** Do this **
Convert every line of the listing below into a Markdown table with two columns, Row for the line number and Entry for the line itself. Omit blank lines.

** Data to process **
• • • •
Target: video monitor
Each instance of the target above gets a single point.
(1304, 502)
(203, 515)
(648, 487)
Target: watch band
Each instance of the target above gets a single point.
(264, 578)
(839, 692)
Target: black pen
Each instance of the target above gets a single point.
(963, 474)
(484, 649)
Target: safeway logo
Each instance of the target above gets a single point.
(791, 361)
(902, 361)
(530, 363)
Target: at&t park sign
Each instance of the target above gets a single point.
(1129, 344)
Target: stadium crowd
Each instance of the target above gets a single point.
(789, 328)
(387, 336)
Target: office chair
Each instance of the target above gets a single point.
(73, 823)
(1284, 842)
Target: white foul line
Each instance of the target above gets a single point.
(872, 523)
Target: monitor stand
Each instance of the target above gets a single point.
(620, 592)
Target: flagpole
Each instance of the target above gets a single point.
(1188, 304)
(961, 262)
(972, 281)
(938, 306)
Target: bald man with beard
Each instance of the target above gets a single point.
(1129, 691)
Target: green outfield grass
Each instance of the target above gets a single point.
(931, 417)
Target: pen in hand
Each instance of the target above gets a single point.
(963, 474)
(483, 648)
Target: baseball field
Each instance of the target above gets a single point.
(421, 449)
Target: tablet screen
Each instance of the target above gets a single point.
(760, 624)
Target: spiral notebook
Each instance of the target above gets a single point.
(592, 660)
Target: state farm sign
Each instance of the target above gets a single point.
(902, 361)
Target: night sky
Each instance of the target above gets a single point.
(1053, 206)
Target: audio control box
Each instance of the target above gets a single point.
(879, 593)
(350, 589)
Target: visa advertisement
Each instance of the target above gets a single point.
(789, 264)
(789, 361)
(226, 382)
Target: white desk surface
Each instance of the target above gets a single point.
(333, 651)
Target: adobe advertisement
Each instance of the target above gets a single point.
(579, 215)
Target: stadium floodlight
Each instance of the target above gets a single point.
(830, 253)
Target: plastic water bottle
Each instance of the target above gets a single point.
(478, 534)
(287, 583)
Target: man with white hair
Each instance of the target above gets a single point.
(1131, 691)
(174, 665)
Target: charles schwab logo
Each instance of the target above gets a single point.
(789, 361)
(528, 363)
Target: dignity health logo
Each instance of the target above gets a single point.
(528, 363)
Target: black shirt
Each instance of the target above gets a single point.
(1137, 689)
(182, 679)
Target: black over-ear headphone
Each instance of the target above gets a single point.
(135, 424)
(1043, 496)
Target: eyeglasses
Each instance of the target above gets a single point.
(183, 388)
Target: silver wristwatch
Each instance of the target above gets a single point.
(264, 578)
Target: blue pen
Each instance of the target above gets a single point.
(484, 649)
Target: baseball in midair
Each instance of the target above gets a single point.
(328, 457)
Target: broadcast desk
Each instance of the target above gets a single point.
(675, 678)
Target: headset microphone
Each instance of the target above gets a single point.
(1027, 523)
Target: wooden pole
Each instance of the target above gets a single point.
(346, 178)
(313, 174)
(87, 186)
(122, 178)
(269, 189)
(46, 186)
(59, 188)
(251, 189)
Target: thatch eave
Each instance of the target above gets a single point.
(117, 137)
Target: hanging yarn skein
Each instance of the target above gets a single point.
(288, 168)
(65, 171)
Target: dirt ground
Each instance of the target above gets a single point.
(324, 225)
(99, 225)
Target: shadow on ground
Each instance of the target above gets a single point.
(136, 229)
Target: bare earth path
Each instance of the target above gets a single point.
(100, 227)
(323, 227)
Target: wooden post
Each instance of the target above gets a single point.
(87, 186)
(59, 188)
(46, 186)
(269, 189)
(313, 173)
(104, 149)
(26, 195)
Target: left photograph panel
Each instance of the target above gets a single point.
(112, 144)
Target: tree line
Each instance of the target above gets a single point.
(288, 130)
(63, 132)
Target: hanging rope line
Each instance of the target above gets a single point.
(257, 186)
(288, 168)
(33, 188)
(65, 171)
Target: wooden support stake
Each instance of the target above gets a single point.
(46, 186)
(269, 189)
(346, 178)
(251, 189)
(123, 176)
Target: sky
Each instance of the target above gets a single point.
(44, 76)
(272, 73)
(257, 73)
• • • •
** Solution to this task **
| Row | Entry |
|---|---|
| 1 | Target: video monitor |
| 2 | Each instance of the target above gets a single point. |
| 3 | (1304, 502) |
| 4 | (203, 515) |
| 5 | (648, 487) |
| 6 | Target: watch band |
| 7 | Each instance of the target above gets a single point. |
| 8 | (264, 578) |
| 9 | (839, 692) |
| 10 | Target: black pen |
| 11 | Each instance of the target above gets a single point. |
| 12 | (963, 474) |
| 13 | (484, 649) |
| 14 | Target: safeway logo |
| 15 | Each instance of the target above gets a single point. |
| 16 | (791, 361) |
| 17 | (902, 361) |
| 18 | (530, 363) |
| 19 | Target: at&t park sign |
| 20 | Each instance of the target above gets a single point. |
| 21 | (1129, 344) |
| 22 | Target: stadium crowd |
| 23 | Each instance of the target above gets a single point. |
| 24 | (789, 328) |
| 25 | (387, 336) |
| 26 | Target: office chair |
| 27 | Each instance of the target above gets a single point. |
| 28 | (73, 823) |
| 29 | (1284, 842) |
| 30 | Target: white foul line |
| 31 | Each instance of the target above gets a single point. |
| 32 | (872, 523) |
| 33 | Target: monitor stand |
| 34 | Each instance of the target above gets a single point. |
| 35 | (620, 592) |
| 36 | Target: flagpole |
| 37 | Each instance of the target above gets a single point. |
| 38 | (1188, 304) |
| 39 | (961, 262) |
| 40 | (972, 281) |
| 41 | (938, 306) |
| 42 | Target: bald man with beard |
| 43 | Each instance of the target above gets a single point. |
| 44 | (1129, 691) |
| 45 | Target: green outfield grass |
| 46 | Each instance of the target above gets a single point. |
| 47 | (931, 417) |
| 48 | Target: pen in hand |
| 49 | Each instance of the target above gets a single point. |
| 50 | (963, 474) |
| 51 | (483, 648) |
| 52 | Target: baseball field |
| 53 | Each instance of the target above gets a single point. |
| 54 | (421, 449) |
| 55 | Target: tablet screen |
| 56 | Each instance of the target above gets a single point. |
| 57 | (760, 624) |
| 58 | Target: spiral notebook |
| 59 | Each instance of the target above gets a single point. |
| 60 | (592, 660) |
| 61 | Target: state farm sign |
| 62 | Each instance of the target above gets a single point. |
| 63 | (902, 361) |
| 64 | Target: night sky |
| 65 | Each instance of the target above gets a single point. |
| 66 | (1053, 206) |
| 67 | Target: audio control box |
| 68 | Each instance of the target above gets a single point. |
| 69 | (879, 593) |
| 70 | (350, 589) |
| 71 | Target: visa advertisement |
| 72 | Each instance of the target above gets a single point. |
| 73 | (789, 264) |
| 74 | (789, 361) |
| 75 | (226, 382) |
| 76 | Target: white desk surface |
| 77 | Each instance of the target above gets a single point. |
| 78 | (333, 651) |
| 79 | Target: adobe advertisement |
| 80 | Each instance of the target above gets a single point. |
| 81 | (579, 215) |
| 82 | Target: stadium floodlight |
| 83 | Each instance of the target above gets a single point. |
| 84 | (830, 253) |
| 85 | Target: plastic water bottle |
| 86 | Each instance of the target above gets a single point. |
| 87 | (478, 534) |
| 88 | (287, 583) |
| 89 | Target: man with white hair |
| 90 | Each instance of the target above gets a single point. |
| 91 | (1131, 691) |
| 92 | (174, 665) |
| 93 | Target: charles schwab logo |
| 94 | Each instance of the target above gets a single point. |
| 95 | (789, 361) |
| 96 | (528, 363) |
| 97 | Target: dignity health logo |
| 98 | Each instance of the target above gets a single point. |
| 99 | (528, 363) |
| 100 | Target: black shirt |
| 101 | Each instance of the target above gets a single point. |
| 102 | (1137, 689) |
| 103 | (182, 679) |
| 104 | Target: black over-ear headphone |
| 105 | Each instance of the target above gets a single point. |
| 106 | (135, 424) |
| 107 | (1043, 496) |
| 108 | Target: eyeglasses |
| 109 | Each instance of the target above gets a single point. |
| 110 | (183, 388) |
| 111 | Target: silver wristwatch |
| 112 | Each instance of the target above gets a single point. |
| 113 | (264, 578) |
| 114 | Target: blue pen |
| 115 | Each instance of the target above gets a single point. |
| 116 | (484, 649) |
| 117 | Target: baseball in midair |
| 118 | Each instance of the target above gets a single point. |
| 119 | (328, 457) |
| 120 | Target: broadcast desk |
| 121 | Each instance of the target above gets a single point. |
| 122 | (675, 678) |
| 123 | Target: headset microphone |
| 124 | Each instance of the target above gets a single point. |
| 125 | (1027, 523) |
| 126 | Target: wooden pole |
| 127 | Each instance of the target above gets a single point. |
| 128 | (346, 178) |
| 129 | (313, 174) |
| 130 | (87, 186) |
| 131 | (122, 178) |
| 132 | (269, 189) |
| 133 | (46, 186) |
| 134 | (59, 188) |
| 135 | (251, 189) |
| 136 | Target: thatch eave |
| 137 | Each instance of the target above gets a single point. |
| 138 | (117, 137) |
| 139 | Target: hanging yarn skein |
| 140 | Each instance of the target above gets a single point. |
| 141 | (288, 168) |
| 142 | (65, 171) |
| 143 | Target: dirt ground |
| 144 | Each instance of the target above gets a single point. |
| 145 | (324, 225) |
| 146 | (99, 225) |
| 147 | Target: shadow on ground |
| 148 | Each instance of the target above gets a single point. |
| 149 | (136, 229) |
| 150 | Target: bare earth path |
| 151 | Each instance of the target above gets a single point. |
| 152 | (100, 227) |
| 153 | (323, 227) |
| 154 | Target: wooden post |
| 155 | Each instance of the target above gets a single point. |
| 156 | (87, 186) |
| 157 | (59, 188) |
| 158 | (46, 186) |
| 159 | (269, 189) |
| 160 | (313, 173) |
| 161 | (104, 149) |
| 162 | (26, 195) |
| 163 | Target: left photograph panel |
| 164 | Each instance of the target above gets a single point. |
| 165 | (112, 144) |
| 166 | Target: tree line |
| 167 | Each instance of the target above gets a single point. |
| 168 | (288, 130) |
| 169 | (63, 132) |
| 170 | Target: hanging rope line |
| 171 | Each instance of the target above gets a single point. |
| 172 | (257, 186) |
| 173 | (288, 168) |
| 174 | (33, 188) |
| 175 | (65, 171) |
| 176 | Target: wooden support stake |
| 177 | Each instance of the target above gets a single point. |
| 178 | (46, 186) |
| 179 | (269, 189) |
| 180 | (346, 178) |
| 181 | (251, 189) |
| 182 | (123, 176) |
| 183 | Target: sky |
| 184 | Each instance of the target above gets a single point. |
| 185 | (44, 76) |
| 186 | (272, 73) |
| 187 | (257, 73) |